**Exercise goal**: In the listing below, find the line containing "For every instance of the overcast" and the line containing "For every instance of the river water". Repeat exactly those two lines and every line between them.

[Data for this exercise — start]

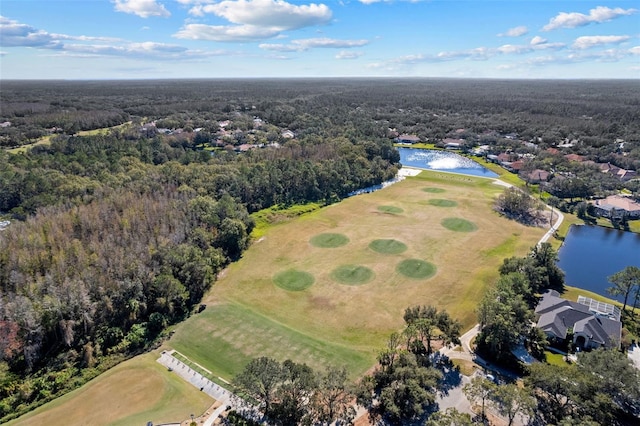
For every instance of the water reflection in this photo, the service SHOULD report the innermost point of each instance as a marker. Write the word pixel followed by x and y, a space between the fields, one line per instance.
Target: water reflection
pixel 442 160
pixel 590 254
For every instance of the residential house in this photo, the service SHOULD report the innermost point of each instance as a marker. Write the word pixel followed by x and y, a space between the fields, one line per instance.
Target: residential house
pixel 288 134
pixel 574 157
pixel 536 176
pixel 622 174
pixel 450 143
pixel 592 327
pixel 617 207
pixel 405 138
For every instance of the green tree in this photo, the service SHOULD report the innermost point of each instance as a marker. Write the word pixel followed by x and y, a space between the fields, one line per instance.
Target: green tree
pixel 480 389
pixel 624 282
pixel 260 378
pixel 451 417
pixel 425 324
pixel 511 400
pixel 401 393
pixel 333 399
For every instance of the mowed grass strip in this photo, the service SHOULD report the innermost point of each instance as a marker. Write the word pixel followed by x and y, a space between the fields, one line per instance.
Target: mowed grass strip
pixel 388 246
pixel 416 268
pixel 329 240
pixel 433 190
pixel 224 338
pixel 352 274
pixel 293 280
pixel 132 393
pixel 328 323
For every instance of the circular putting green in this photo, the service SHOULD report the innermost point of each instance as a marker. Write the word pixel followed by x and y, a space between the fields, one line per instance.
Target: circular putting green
pixel 433 190
pixel 329 240
pixel 458 225
pixel 352 274
pixel 442 203
pixel 388 246
pixel 416 268
pixel 293 280
pixel 390 209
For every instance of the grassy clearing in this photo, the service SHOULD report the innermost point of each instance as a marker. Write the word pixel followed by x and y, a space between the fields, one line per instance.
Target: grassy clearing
pixel 135 392
pixel 433 190
pixel 459 225
pixel 390 209
pixel 352 274
pixel 442 203
pixel 388 246
pixel 416 268
pixel 229 336
pixel 327 324
pixel 329 240
pixel 347 325
pixel 293 280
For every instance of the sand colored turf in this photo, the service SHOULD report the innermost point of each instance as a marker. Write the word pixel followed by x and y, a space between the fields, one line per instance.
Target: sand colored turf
pixel 433 190
pixel 293 280
pixel 388 246
pixel 416 268
pixel 347 325
pixel 458 225
pixel 329 240
pixel 438 202
pixel 352 274
pixel 135 392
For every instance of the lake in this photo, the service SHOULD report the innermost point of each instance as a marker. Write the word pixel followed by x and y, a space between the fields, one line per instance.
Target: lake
pixel 445 161
pixel 590 254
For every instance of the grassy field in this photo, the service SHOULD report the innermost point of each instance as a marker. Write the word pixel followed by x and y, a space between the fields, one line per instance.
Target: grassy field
pixel 342 322
pixel 319 321
pixel 135 392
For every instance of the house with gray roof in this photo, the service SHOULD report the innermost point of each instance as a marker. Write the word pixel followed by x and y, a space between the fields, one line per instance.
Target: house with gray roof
pixel 591 328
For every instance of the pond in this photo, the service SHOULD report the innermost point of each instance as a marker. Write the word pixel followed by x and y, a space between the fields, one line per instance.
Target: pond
pixel 442 160
pixel 590 254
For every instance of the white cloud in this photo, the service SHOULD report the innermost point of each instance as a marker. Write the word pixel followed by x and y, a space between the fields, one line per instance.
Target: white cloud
pixel 575 19
pixel 253 19
pixel 515 32
pixel 142 8
pixel 586 42
pixel 511 49
pixel 235 33
pixel 311 43
pixel 389 1
pixel 348 54
pixel 538 40
pixel 15 34
pixel 270 13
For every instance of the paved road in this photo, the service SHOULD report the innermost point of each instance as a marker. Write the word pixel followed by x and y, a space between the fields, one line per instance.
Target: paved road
pixel 217 392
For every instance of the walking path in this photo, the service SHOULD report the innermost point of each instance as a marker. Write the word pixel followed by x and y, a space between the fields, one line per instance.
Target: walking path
pixel 215 391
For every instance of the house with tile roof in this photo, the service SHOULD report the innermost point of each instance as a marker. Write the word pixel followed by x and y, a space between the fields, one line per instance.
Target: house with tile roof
pixel 617 206
pixel 591 328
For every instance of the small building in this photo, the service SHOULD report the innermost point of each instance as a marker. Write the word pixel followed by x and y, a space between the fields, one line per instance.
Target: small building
pixel 536 176
pixel 617 206
pixel 288 134
pixel 409 139
pixel 574 157
pixel 454 144
pixel 591 327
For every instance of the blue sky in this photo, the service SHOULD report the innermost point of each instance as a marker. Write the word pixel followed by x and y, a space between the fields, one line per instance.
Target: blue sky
pixel 133 39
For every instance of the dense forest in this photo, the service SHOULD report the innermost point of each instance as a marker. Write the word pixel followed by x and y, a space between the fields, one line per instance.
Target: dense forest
pixel 131 196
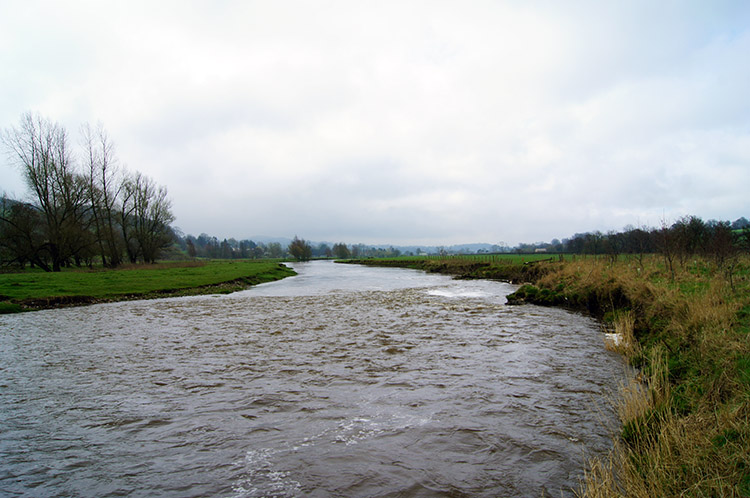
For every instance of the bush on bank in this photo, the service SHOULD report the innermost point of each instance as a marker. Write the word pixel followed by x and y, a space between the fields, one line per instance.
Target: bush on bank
pixel 685 418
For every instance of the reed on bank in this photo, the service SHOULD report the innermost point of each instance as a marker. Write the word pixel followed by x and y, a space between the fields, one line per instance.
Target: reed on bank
pixel 685 418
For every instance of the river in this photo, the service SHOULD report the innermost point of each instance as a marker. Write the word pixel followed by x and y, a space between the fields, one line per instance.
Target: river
pixel 342 381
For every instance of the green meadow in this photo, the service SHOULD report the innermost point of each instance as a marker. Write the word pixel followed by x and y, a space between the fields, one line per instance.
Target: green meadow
pixel 31 290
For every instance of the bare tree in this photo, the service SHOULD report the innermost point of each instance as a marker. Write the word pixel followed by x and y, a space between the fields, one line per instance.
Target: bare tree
pixel 300 249
pixel 104 188
pixel 40 149
pixel 151 217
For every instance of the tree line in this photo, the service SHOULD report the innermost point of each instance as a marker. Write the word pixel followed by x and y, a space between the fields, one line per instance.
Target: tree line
pixel 80 210
pixel 210 247
pixel 687 237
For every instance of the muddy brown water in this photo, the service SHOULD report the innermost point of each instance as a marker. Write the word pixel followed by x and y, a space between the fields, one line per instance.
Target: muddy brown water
pixel 343 381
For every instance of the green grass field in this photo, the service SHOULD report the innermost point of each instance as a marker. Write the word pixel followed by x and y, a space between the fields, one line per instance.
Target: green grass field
pixel 34 289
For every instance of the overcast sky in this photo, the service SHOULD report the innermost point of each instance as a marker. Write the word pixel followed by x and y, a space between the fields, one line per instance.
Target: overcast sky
pixel 426 122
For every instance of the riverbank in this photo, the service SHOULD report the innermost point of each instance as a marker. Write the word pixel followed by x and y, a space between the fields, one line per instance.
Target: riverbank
pixel 35 290
pixel 685 420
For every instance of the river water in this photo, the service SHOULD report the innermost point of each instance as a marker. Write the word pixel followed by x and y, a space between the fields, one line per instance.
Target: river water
pixel 342 381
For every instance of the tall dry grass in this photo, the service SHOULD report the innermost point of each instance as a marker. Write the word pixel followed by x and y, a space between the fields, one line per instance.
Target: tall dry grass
pixel 685 417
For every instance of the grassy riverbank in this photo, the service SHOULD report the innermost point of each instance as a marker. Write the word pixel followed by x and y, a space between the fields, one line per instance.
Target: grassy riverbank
pixel 686 418
pixel 31 290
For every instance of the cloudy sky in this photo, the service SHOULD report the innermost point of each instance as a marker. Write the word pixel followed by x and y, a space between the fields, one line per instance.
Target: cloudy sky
pixel 426 122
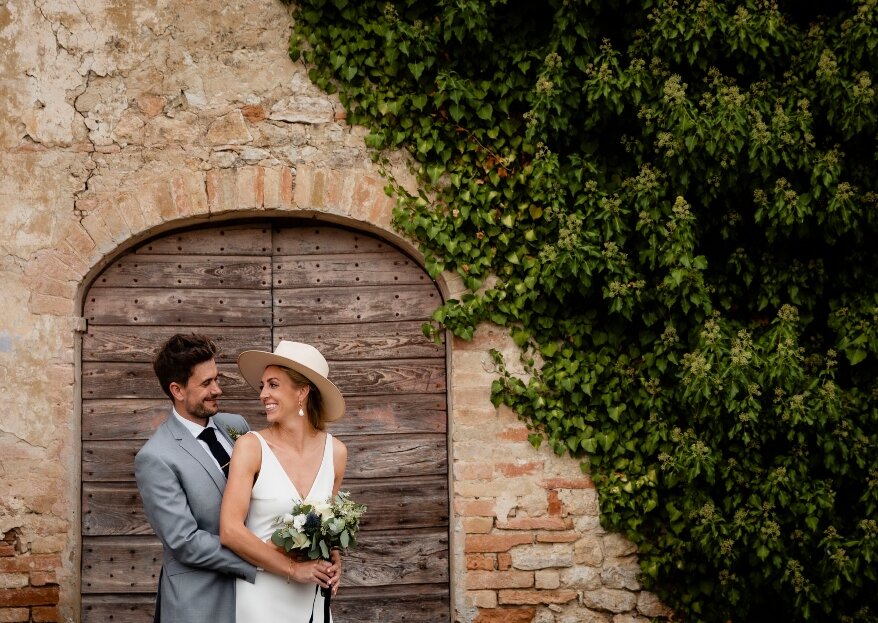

[Data for this exercise — finish]

**Completed exercise**:
For every instance of the overcast sky in this photo, the service SHOULD report the innermost point of each instance as a marker. Write the word pixel followed by x and y, a space between the fields, one line per instance.
Target: overcast sky
pixel 426 122
For every instance of the riverbank in this photo, the service SHOULD report the innermost point of each instance as a marker. Write the word pixel followed by x and y, a space between the fields, one line per instance.
Target: riverbank
pixel 35 290
pixel 685 420
For every instance of the river water in this photo, the service SHOULD report the innermost point of each instance as a marker. Write the word pixel followed by x and y, a space between the fields, one line per instance.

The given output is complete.